## Tasks to carry out
• A. In the code review thread, explain in one to three sentences why the reviewer suggests renaming `missing_objects` to `missing_commits`.
• B. Answer these questions from the code review thread:
(i) In which function does the reviewer suggest calling `oidset_clear()`?
(ii) What condition guards the call to `oidset_init()` in the patch?
(iii) How does the reply describe the cost of initializing an unused oidset?

## Selected text

Patrick Steinhardt <ps@pks.im> writes:

>> +	if (revs->do_not_die_on_missing_objects)
>> +		oidset_init(&revs->missing_objects, 0);
>> +
>
> While we're initializing the new oidset, we never clear it. We should
> probably call `oidset_clear()` in `release_revisions()`. And if we
> unconditionally initialized the oidset here then we can also call
> `oiadset_clear()` unconditionally there, which should be preferable
> given that `oidset_init()` does not allocate memory when no initial size
> was given.

Yup, I used the conditional one to match the above, but initializing
unused oidset is cheap and frees us from having to worry about
mistakes.  I like your idea much better.

>> +
>> +	/* Missing objects to be tracked without failing traversal. */
>> +	struct oidset missing_objects;
>
> As far as I can see we only use this set to track missing commits, but
> none of the other objects. The name thus feels a bit misleading to me,
> as a reader might rightfully assume that it contains _all_ missing
> objects after the revwalk. Should we rename it to `missing_commits` to
> clarify?

## Records shown
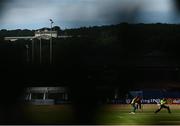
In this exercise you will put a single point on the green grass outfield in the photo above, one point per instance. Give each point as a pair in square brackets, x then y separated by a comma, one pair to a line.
[106, 114]
[119, 114]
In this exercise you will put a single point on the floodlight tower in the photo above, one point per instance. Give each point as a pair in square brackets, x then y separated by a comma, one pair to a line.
[51, 21]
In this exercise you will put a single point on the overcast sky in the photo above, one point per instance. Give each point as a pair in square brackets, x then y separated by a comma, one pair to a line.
[34, 14]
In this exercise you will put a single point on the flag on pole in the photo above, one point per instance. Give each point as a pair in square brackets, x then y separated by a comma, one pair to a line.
[51, 20]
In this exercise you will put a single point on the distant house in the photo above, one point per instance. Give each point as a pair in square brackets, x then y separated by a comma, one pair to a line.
[45, 34]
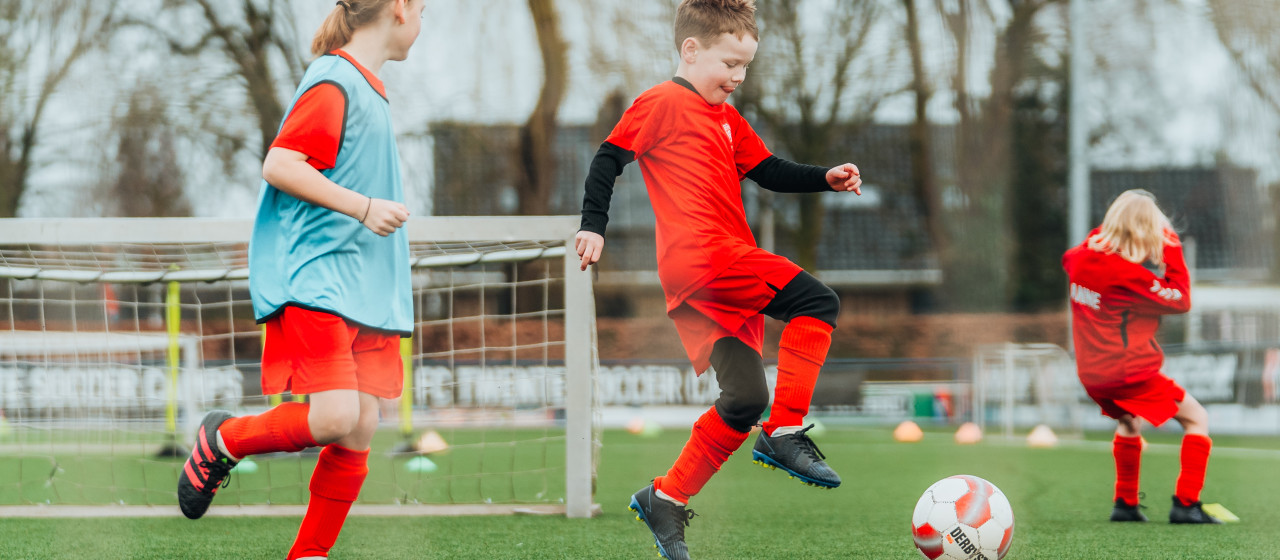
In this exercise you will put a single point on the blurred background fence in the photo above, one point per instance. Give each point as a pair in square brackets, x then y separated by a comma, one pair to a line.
[958, 111]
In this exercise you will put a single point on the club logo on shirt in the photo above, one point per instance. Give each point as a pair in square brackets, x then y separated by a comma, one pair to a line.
[1086, 297]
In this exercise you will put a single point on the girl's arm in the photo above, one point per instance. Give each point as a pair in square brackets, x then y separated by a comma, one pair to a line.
[289, 171]
[1171, 293]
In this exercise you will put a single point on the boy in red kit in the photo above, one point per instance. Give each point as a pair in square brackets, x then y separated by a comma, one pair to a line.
[328, 274]
[1124, 276]
[694, 150]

## Answers by task
• A. The set is only used to track missing commits, not any other missing objects. The current name could therefore lead a reader to assume it holds all missing objects after the revwalk.

• B.
(i) `release_revisions()`
(ii) `revs->do_not_die_on_missing_objects`
(iii) It is cheap.